**WORK REQUIRED:**
Reproduce the items from the line that contains "compact form (221,559)." through the end of the items, substituting "awning" for "shutter" and keeping every other character unchanged.

**AVAILABLE DATA:**
# # # #

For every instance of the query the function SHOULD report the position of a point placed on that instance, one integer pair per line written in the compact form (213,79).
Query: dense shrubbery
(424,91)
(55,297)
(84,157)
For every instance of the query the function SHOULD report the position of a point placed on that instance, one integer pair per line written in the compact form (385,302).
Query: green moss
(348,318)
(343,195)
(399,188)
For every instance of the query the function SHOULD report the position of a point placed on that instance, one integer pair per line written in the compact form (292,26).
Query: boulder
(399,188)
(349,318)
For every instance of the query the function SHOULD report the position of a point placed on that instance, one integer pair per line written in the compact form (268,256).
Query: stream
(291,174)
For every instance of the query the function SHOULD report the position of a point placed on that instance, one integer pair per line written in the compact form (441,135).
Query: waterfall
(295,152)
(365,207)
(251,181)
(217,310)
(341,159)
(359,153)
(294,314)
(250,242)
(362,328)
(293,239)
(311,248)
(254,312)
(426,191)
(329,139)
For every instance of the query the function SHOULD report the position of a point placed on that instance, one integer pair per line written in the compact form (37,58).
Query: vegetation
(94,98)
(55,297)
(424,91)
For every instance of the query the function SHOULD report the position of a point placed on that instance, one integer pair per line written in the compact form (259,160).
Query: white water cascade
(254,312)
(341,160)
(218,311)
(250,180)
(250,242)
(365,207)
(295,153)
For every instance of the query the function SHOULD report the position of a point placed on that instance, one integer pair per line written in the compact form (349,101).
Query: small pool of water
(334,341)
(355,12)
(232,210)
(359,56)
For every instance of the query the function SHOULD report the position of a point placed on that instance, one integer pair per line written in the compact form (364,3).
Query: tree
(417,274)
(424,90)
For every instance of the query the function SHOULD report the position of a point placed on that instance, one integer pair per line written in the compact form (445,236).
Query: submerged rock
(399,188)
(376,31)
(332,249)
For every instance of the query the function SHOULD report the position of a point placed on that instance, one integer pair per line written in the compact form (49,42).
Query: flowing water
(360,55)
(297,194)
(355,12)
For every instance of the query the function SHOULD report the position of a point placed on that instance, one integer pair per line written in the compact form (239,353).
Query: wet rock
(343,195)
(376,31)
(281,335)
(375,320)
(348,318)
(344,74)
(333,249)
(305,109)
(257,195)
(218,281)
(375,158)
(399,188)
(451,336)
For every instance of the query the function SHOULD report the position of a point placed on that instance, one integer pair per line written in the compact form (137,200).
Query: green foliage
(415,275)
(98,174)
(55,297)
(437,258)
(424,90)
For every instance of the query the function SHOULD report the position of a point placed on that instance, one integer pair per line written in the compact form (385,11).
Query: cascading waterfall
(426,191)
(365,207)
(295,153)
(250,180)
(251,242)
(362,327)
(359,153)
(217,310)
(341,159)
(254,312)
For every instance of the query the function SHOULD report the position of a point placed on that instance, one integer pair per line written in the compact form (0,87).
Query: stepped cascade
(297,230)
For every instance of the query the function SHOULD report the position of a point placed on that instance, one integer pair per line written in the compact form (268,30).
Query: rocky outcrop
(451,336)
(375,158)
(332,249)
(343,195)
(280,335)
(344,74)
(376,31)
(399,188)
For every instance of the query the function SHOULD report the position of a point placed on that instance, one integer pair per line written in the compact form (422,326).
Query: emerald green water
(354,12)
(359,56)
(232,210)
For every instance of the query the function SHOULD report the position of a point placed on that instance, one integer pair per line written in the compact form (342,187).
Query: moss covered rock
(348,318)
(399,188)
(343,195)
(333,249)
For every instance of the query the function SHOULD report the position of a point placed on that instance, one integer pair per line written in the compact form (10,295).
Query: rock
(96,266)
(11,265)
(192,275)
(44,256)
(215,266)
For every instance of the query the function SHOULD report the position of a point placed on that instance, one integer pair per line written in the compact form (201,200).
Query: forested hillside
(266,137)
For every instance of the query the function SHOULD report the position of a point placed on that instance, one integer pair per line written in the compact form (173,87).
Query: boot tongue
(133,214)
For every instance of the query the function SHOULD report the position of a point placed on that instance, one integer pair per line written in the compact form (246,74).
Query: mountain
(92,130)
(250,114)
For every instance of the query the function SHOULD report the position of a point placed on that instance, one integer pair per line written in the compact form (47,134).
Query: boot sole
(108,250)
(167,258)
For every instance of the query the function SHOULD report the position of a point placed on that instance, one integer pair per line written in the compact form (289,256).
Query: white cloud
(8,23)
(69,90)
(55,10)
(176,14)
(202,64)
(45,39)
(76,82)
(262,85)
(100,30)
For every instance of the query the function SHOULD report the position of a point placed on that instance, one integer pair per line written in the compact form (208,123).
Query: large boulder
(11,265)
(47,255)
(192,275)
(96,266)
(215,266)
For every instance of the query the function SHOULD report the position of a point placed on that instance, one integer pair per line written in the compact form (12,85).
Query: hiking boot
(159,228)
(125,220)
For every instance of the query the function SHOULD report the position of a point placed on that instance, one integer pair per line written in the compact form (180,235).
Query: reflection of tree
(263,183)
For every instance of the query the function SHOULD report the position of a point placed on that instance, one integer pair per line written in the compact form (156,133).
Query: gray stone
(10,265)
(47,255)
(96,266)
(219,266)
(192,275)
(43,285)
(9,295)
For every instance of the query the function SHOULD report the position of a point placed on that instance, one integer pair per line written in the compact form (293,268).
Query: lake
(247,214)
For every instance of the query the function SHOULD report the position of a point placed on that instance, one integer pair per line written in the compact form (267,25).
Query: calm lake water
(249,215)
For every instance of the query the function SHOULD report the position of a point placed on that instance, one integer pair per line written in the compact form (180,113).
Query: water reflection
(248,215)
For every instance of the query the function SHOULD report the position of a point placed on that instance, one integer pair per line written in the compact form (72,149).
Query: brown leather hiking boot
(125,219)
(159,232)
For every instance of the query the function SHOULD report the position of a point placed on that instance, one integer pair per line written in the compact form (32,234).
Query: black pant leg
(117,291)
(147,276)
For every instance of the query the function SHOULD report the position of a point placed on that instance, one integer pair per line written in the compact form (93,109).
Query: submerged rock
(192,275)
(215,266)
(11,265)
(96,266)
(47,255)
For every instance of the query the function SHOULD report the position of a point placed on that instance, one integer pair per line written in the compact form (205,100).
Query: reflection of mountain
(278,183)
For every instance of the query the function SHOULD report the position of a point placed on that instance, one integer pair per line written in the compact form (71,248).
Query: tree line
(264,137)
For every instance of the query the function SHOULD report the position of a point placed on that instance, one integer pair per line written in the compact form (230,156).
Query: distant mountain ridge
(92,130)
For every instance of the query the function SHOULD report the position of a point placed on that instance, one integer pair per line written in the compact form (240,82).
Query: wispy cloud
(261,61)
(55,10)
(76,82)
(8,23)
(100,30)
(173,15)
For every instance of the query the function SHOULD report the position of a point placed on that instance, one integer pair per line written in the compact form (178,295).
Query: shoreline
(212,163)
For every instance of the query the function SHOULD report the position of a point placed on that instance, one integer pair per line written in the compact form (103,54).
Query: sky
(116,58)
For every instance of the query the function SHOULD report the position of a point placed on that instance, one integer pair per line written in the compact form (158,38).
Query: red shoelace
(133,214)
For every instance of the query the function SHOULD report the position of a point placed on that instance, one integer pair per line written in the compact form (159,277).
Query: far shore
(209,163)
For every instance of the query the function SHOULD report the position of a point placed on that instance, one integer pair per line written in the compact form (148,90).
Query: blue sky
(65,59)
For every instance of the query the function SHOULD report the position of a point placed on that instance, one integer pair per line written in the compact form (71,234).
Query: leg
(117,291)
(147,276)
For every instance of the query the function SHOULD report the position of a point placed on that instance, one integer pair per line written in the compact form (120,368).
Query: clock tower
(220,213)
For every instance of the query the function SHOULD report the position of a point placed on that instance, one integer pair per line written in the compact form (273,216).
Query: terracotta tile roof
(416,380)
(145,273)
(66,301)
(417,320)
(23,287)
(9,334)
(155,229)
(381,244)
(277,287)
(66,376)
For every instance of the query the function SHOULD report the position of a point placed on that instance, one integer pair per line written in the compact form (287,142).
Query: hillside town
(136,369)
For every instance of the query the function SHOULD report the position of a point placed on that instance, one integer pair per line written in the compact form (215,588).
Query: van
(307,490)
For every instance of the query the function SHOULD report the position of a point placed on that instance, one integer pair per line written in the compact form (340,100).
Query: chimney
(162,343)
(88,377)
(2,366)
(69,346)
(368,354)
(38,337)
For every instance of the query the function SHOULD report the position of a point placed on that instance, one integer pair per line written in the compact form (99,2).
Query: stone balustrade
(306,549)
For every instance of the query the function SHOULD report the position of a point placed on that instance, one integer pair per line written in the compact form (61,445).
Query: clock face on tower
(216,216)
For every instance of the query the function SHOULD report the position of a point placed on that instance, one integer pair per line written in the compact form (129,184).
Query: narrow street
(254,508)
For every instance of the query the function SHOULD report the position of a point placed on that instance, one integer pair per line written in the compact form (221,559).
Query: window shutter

# # # #

**EXERCISE SOLUTION:**
For every instance of the query the function SHOULD report the position of a point placed on that instance, one integer pair per line written in the compact form (221,559).
Query: window awning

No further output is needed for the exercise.